DATA SUPPLIED
________________________

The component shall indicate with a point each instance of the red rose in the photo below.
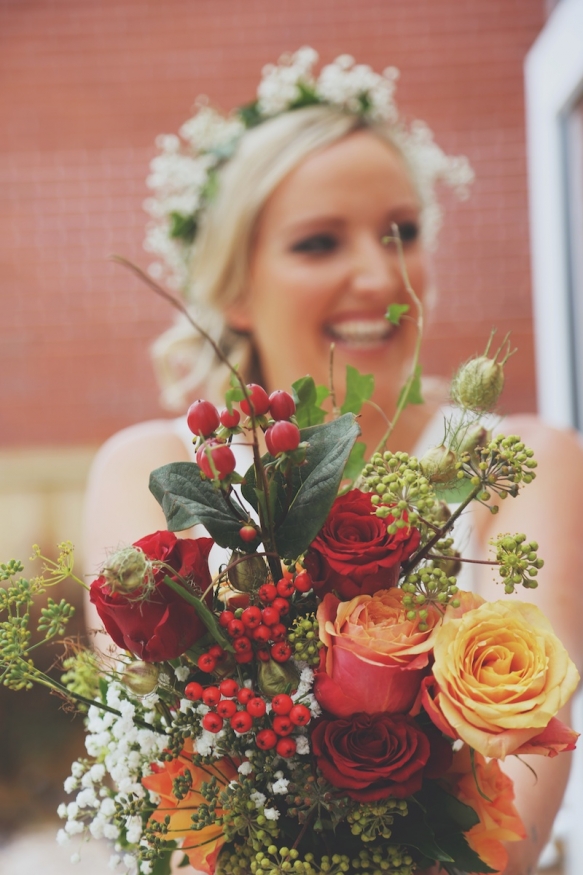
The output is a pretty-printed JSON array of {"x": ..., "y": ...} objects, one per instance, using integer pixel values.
[
  {"x": 354, "y": 554},
  {"x": 156, "y": 623},
  {"x": 373, "y": 756}
]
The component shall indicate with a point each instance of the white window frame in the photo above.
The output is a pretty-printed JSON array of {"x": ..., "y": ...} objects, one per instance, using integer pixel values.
[{"x": 554, "y": 78}]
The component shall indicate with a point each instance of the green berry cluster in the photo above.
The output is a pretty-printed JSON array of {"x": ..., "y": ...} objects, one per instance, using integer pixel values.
[
  {"x": 500, "y": 467},
  {"x": 309, "y": 795},
  {"x": 388, "y": 860},
  {"x": 518, "y": 561},
  {"x": 304, "y": 639},
  {"x": 373, "y": 821},
  {"x": 278, "y": 861},
  {"x": 399, "y": 487},
  {"x": 428, "y": 584}
]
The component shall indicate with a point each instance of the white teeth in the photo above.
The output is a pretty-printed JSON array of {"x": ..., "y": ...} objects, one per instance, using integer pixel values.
[{"x": 361, "y": 332}]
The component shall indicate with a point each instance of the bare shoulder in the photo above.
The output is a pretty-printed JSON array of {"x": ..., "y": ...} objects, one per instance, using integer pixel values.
[
  {"x": 119, "y": 507},
  {"x": 562, "y": 448},
  {"x": 154, "y": 440}
]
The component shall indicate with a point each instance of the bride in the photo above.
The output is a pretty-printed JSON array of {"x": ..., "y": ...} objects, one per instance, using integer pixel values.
[{"x": 276, "y": 227}]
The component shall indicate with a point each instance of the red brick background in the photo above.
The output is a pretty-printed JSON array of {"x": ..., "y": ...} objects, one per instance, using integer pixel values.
[{"x": 85, "y": 88}]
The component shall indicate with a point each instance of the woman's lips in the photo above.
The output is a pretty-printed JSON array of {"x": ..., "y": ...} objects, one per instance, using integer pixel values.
[{"x": 360, "y": 333}]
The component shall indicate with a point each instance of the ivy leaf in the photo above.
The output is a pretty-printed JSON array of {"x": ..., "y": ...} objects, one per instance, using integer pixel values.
[
  {"x": 395, "y": 311},
  {"x": 411, "y": 391},
  {"x": 308, "y": 398},
  {"x": 355, "y": 462},
  {"x": 454, "y": 493},
  {"x": 300, "y": 510},
  {"x": 206, "y": 615},
  {"x": 188, "y": 500},
  {"x": 359, "y": 388},
  {"x": 235, "y": 393}
]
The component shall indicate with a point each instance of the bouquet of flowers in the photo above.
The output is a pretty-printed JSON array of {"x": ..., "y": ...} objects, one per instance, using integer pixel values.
[{"x": 330, "y": 701}]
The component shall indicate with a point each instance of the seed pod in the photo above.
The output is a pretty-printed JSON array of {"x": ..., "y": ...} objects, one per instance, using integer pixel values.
[
  {"x": 141, "y": 678},
  {"x": 478, "y": 384},
  {"x": 439, "y": 465},
  {"x": 276, "y": 677},
  {"x": 127, "y": 570},
  {"x": 249, "y": 574}
]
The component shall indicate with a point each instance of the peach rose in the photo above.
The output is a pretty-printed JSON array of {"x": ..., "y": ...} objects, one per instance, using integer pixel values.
[
  {"x": 501, "y": 675},
  {"x": 202, "y": 847},
  {"x": 490, "y": 793},
  {"x": 376, "y": 658}
]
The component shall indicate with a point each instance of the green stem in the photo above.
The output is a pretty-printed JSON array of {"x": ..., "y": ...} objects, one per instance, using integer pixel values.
[
  {"x": 45, "y": 681},
  {"x": 267, "y": 528},
  {"x": 417, "y": 352},
  {"x": 418, "y": 557}
]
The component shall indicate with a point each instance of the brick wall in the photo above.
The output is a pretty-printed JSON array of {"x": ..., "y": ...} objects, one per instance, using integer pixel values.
[{"x": 85, "y": 87}]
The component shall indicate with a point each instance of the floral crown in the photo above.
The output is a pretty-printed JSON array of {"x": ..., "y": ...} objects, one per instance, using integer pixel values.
[{"x": 184, "y": 177}]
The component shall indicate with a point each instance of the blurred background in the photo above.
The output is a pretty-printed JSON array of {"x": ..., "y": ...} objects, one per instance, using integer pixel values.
[{"x": 85, "y": 89}]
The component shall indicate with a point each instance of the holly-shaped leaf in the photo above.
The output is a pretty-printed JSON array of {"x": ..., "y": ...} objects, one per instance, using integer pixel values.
[
  {"x": 301, "y": 505},
  {"x": 308, "y": 398},
  {"x": 359, "y": 388},
  {"x": 187, "y": 500},
  {"x": 395, "y": 311}
]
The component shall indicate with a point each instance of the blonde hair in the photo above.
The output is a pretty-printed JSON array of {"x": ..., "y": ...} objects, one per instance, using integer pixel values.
[{"x": 265, "y": 155}]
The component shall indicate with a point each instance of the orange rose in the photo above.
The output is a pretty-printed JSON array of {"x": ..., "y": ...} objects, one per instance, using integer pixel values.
[
  {"x": 202, "y": 846},
  {"x": 376, "y": 658},
  {"x": 501, "y": 675},
  {"x": 499, "y": 820}
]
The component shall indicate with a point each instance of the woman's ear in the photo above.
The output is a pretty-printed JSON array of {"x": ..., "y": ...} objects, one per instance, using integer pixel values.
[{"x": 238, "y": 317}]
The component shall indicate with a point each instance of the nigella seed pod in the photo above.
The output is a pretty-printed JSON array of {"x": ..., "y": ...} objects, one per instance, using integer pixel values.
[
  {"x": 127, "y": 570},
  {"x": 141, "y": 678},
  {"x": 248, "y": 574},
  {"x": 277, "y": 677},
  {"x": 439, "y": 465},
  {"x": 479, "y": 383}
]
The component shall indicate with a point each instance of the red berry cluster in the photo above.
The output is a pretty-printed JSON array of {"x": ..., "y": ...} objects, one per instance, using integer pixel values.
[
  {"x": 241, "y": 707},
  {"x": 215, "y": 457},
  {"x": 258, "y": 632}
]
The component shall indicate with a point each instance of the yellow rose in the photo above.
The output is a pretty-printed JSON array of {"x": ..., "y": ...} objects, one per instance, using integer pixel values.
[{"x": 501, "y": 675}]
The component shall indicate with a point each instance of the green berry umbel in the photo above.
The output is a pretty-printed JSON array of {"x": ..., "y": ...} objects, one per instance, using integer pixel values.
[
  {"x": 501, "y": 467},
  {"x": 518, "y": 561},
  {"x": 399, "y": 488}
]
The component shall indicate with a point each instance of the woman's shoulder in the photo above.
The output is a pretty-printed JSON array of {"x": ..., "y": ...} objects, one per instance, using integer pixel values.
[{"x": 143, "y": 443}]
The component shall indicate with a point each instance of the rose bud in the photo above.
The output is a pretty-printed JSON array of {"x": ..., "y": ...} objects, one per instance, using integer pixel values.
[
  {"x": 248, "y": 574},
  {"x": 141, "y": 678},
  {"x": 276, "y": 677},
  {"x": 127, "y": 570},
  {"x": 439, "y": 465}
]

________________________

Only the lines from the one that contains "red berry cluster in the photo above." through the last line should be repeated, each exactly as it stands, with both ends included.

The component shall indicate with a point each instance of the red berry cluster in the photo above.
The output is a pretty-printed JSON array of {"x": ..., "y": ...} objects, one per instance, using integer pixel values.
[
  {"x": 241, "y": 707},
  {"x": 215, "y": 457},
  {"x": 258, "y": 632}
]
The component shall indicate with a point each instance of the yellow rose in the photo above.
The output is a pretty-printed JSON array of {"x": ..., "y": ...} objects, one per instance, using integer pixel values.
[{"x": 501, "y": 675}]
The component shall indicate with a point each instance of the green berry umbel in the photo above.
The output is a pretty-printed JSON array of {"x": ..., "y": ...} objects, one per instance, using integer pixel values.
[
  {"x": 501, "y": 467},
  {"x": 518, "y": 561},
  {"x": 399, "y": 488}
]
The component shall indicate with a point each instance of the woman's shoulder in the photo above.
The output is a pretty-printed JSON array of {"x": ..., "y": ...} objects, one per instance, using integer pixel values.
[{"x": 143, "y": 443}]
The component shall indicate with a point each instance of the rose bud in the photo above.
The output is a pretty-printed JSON array of {"x": ..., "y": ...} objects, one per instance, using integer pixel values.
[
  {"x": 248, "y": 574},
  {"x": 141, "y": 678},
  {"x": 276, "y": 677},
  {"x": 127, "y": 570},
  {"x": 439, "y": 465}
]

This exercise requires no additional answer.